_REQUIRED WORK_:
The records that follow need to be output exactly as they are.

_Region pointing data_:
============
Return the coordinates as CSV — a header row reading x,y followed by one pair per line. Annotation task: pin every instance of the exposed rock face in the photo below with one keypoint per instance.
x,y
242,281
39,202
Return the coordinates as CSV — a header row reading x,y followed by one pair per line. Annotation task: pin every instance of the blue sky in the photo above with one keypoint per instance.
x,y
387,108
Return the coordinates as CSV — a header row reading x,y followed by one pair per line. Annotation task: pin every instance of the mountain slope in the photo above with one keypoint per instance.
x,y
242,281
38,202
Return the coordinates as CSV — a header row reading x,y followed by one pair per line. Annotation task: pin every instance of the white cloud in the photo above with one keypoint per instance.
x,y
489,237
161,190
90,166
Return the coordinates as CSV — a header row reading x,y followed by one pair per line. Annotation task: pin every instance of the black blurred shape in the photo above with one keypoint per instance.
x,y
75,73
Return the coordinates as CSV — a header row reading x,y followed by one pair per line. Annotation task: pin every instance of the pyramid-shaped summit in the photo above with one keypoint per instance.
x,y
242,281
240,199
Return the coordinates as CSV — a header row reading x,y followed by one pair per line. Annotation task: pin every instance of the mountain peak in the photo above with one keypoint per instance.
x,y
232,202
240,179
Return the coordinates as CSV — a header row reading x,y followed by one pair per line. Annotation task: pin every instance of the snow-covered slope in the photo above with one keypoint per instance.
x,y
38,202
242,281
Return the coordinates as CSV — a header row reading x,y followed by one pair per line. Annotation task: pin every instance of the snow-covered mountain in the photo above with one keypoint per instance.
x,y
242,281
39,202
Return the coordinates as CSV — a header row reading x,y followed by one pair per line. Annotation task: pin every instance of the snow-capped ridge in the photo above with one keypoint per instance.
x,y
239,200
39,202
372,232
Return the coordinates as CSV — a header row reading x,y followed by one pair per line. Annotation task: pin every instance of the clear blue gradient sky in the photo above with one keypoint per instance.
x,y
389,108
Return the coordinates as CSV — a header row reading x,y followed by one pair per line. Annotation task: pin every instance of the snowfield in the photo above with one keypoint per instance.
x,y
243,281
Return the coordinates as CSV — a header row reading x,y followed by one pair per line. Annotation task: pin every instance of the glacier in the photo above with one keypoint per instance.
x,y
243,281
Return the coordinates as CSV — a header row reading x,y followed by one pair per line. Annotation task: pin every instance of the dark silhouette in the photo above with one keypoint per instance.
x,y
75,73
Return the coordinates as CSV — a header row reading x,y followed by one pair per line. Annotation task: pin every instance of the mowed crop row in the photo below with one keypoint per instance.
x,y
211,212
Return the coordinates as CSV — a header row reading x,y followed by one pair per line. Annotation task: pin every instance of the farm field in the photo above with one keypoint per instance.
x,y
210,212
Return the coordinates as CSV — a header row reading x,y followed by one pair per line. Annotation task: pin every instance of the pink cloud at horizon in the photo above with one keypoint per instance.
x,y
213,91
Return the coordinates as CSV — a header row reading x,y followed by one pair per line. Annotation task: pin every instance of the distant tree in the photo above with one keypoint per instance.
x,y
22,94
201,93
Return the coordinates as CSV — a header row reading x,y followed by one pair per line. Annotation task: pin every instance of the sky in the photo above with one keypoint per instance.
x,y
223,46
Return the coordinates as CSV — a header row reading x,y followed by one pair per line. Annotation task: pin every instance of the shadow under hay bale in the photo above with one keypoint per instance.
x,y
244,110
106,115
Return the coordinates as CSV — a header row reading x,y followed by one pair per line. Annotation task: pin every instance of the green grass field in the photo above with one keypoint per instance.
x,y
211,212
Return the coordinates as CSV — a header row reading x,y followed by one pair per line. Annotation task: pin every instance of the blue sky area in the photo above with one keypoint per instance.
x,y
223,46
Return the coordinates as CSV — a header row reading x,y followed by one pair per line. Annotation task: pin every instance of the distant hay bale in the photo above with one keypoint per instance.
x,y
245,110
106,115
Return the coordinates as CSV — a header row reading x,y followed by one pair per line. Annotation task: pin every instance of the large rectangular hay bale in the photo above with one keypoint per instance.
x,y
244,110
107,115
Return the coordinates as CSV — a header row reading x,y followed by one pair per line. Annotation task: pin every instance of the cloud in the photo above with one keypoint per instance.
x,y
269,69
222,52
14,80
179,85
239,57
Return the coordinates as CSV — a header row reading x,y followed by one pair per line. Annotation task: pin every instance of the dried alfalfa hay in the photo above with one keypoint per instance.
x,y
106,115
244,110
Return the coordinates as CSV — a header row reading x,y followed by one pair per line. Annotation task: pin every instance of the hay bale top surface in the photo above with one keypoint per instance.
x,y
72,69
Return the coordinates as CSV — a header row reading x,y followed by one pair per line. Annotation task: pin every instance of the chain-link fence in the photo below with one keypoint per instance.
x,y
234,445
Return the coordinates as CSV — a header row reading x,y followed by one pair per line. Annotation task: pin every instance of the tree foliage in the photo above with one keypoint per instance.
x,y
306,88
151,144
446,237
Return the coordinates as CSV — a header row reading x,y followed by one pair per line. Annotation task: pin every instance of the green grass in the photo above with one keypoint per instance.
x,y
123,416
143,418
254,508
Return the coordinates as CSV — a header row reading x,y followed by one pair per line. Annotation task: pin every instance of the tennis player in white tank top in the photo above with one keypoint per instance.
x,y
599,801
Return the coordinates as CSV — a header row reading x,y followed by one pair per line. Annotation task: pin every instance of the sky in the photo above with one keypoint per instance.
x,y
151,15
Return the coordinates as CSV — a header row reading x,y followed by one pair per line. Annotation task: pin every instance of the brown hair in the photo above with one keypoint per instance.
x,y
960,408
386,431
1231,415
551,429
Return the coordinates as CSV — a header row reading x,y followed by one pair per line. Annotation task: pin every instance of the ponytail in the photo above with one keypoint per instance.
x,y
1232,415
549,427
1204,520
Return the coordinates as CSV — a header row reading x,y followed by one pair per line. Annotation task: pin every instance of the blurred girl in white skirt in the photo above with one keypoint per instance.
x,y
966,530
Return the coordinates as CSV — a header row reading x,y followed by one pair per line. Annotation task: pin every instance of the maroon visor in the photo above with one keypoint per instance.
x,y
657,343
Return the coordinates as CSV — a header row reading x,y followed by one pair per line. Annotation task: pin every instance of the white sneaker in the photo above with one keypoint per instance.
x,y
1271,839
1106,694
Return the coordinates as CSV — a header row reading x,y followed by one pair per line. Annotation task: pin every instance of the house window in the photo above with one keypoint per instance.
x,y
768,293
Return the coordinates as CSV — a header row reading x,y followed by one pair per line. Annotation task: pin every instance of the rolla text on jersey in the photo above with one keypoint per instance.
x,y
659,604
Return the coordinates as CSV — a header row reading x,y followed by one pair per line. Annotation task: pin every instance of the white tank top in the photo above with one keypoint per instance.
============
_SOLUTION BELOW_:
Return the coordinates as CSV — a header row reading x,y followed by one pair per line. Annotation task: pin every instance of the exposed rock face in the photo below with one keypoint per instance.
x,y
242,281
39,202
Return the coordinates as CSV — a header row reading x,y followed by one pair per line. Annotation task: pin every instance of the blue sky in the photo above with one keypoint per instance.
x,y
387,108
Return the coordinates as CSV — a header row reading x,y followed by one pair per line. Annotation task: pin every instance of the mountain slope in the photo above with one keypoint per instance.
x,y
242,281
38,202
Return the coordinates as CSV — a header row reading x,y followed by one pair per line. Annotation task: pin every instance of the white cloud in the photo above with one keypoint per instance.
x,y
489,237
161,190
90,166
Return the coordinates as CSV — a header row reading x,y followed by one pair per line. Annotation task: pin every instance of the black blurred shape in the photo above with one keypoint per instance.
x,y
75,73
Return the coordinates as CSV — a header row reading x,y followed by one pair per line. Annotation task: pin every instance of the pyramid-shaped summit in the photo above with one keypoint per instance.
x,y
242,281
240,199
Return the coordinates as CSV — a header row reading x,y followed by one pair per line. Annotation task: pin every instance of the mountain peak in the photo above with one keypoint per instance.
x,y
232,202
240,179
Return the coordinates as CSV — a header row reading x,y followed by one pair per line. Annotation task: pin every instance of the snow-covered slope in the photo above with one keypoint per instance.
x,y
38,202
242,281
Return the coordinates as CSV — a header row reading x,y followed by one pair per line. Annotation task: pin every instance of the snow-covered mountain in the photo above with one keypoint per instance.
x,y
242,281
39,202
Return the coordinates as CSV — a header row reading x,y followed by one pair per line. Annotation task: pin every instance of the snow-capped ridge in the photo above with one keypoint per instance.
x,y
239,200
39,202
372,232
Return the coordinates as CSV — a header row reading x,y followed by one pair per line. Annotation task: pin every instance of the clear blue gradient sky in the photo above with one keypoint per instance.
x,y
389,108
Return the coordinates as CSV — a header row reading x,y followed by one pair per line. Annotation task: pin every instance of the snowfield in the photo above with one keypoint per instance.
x,y
243,281
Return the coordinates as CSV — a header row reading x,y followed by one pair per line. Annotation task: pin every instance of the glacier in the photo above with one keypoint per instance.
x,y
243,281
Return the coordinates as CSV — a header row reading x,y followed by one pair per line. Annotation task: pin every instance of the dark silhouette in the photo above with one keypoint per instance.
x,y
75,73
Return the coordinates as CSV — a header row reading x,y followed by one pair per line. Annotation task: pin every instance of the mowed crop row in the photo below with one keypoint per instance.
x,y
211,212
Return the coordinates as CSV — a header row reading x,y followed by one pair per line. Annotation task: pin every instance of the farm field in the photo above with one keypoint per instance.
x,y
210,212
Return the coordinates as CSV — a header row reading x,y followed by one pair per line. Annotation task: pin every instance of the pink cloud at horizon in the photo above with one keypoint per instance.
x,y
213,91
Return the coordinates as CSV — a header row reading x,y followed by one pair per line. Annotation task: pin every instance of the distant tree in the photo above with one keypoint per instance.
x,y
22,94
201,93
Return the coordinates as CSV — a header row reading x,y followed by one pair per line. Annotation task: pin every instance of the sky in the photo above with one keypoint per instance.
x,y
223,46
Return the coordinates as CSV — a header row reading x,y followed by one pair per line. Annotation task: pin every instance of the shadow under hay bale in the photo above with one keypoint per instance.
x,y
244,110
106,115
Return the coordinates as CSV — a header row reading x,y followed by one pair per line. Annotation task: pin every instance of the green grass field in the photo above with one keypoint per instance.
x,y
211,212
Return the coordinates as CSV — a header row reading x,y followed by one pair per line. Annotation task: pin every instance of the blue sky area in the photo above with one keypoint per instance.
x,y
223,46
Return the coordinates as CSV — a header row reading x,y followed by one pair per line. Annotation task: pin every instance of the distant hay bale in the photo above with one keypoint per instance.
x,y
245,110
106,115
Return the coordinates as CSV — a header row reading x,y followed by one pair per line. Annotation task: pin every instance of the large rectangular hay bale in the photo above with one keypoint per instance.
x,y
244,110
107,115
Return the coordinates as CSV — a header row reading x,y followed by one pair per line. Annotation task: pin every instance of the cloud in the photo above with one keypoint per instance.
x,y
269,69
222,52
14,80
179,85
239,57
Return the coordinates as CSV — a header row reading x,y followed by one pair per line. Annotation task: pin every instance of the dried alfalfa hay in the photo above with one keypoint per instance.
x,y
106,115
244,110
Return the coordinates as CSV — a header row reading x,y followed by one pair per line. Annotation task: pin every instance of the hay bale top surface in the photo above with one keypoint per instance.
x,y
72,69
Return the coordinates as CSV — a header row reading x,y followed by one pair per line. Annotation task: pin every instance of the chain-link fence in the photo below with one keypoint per instance.
x,y
234,445
Return the coordinates as CSV — a header row reading x,y followed by one pair per line. Annotation task: pin every instance of the tree foliage in the photo above with one keypoint per instance.
x,y
306,88
151,144
446,237
Return the coordinates as CSV — a header row reading x,y followed by one pair per line. Annotation task: pin every instance of the green grass in the photo above with one keypoint per instance.
x,y
123,416
143,418
254,508
Return the coordinates as CSV — a header row reading x,y followed by one pair per line. Annotation task: pin every instance of the tennis player in white tank top in the photo above with one keypoint per instance.
x,y
599,801
Return the coordinates as CSV — a header row reading x,y followed by one pair per line. Annotation task: pin every instance of the sky in the photo above with one keypoint per instance.
x,y
151,15
Return the coordinates as CSV — a header row reading x,y followed by one pair per line. Annotation task: pin every instance of the brown hair in the photo above with one keypoint per instance.
x,y
960,408
386,431
1231,415
551,429
Return the coordinates as CSV — a header row reading x,y followed by one pair per line. Annotation task: pin every instance of the ponytail in the photo above with one keypoint per instance.
x,y
1232,415
549,427
1204,520
Return the coordinates as CSV — a header row reading x,y followed by one pair per line. Annotation task: pin every instance of the blurred girl in white skirt in the photo above with one keypoint per instance.
x,y
966,530
Return the coordinates as CSV — a header row reading x,y followed by one pair per line. Annotation task: pin every instance of the maroon visor in the photo above with one keypoint per instance.
x,y
657,343
Return the coordinates as CSV — a header row reading x,y followed by one pair per line. Annotation task: pin every instance of the white sneaker in the photo above with one keypoint per instance.
x,y
1271,839
1106,694
Return the coordinates as CSV — a header row reading x,y followed by one pair per line. Annotation task: pin every instance of the house window in the photo above with one keypoint per instance.
x,y
768,293
Return the coordinates as CSV — a header row reading x,y followed by one pair per line. Annotation task: pin every instance of the rolla text on jersey in the photo above with one keypoint per instance.
x,y
659,604
Return the coordinates as CSV — a header row reading x,y followed by one pair per line. Annotation task: pin every instance of the white tank top in the photo above with one keypoint per instance.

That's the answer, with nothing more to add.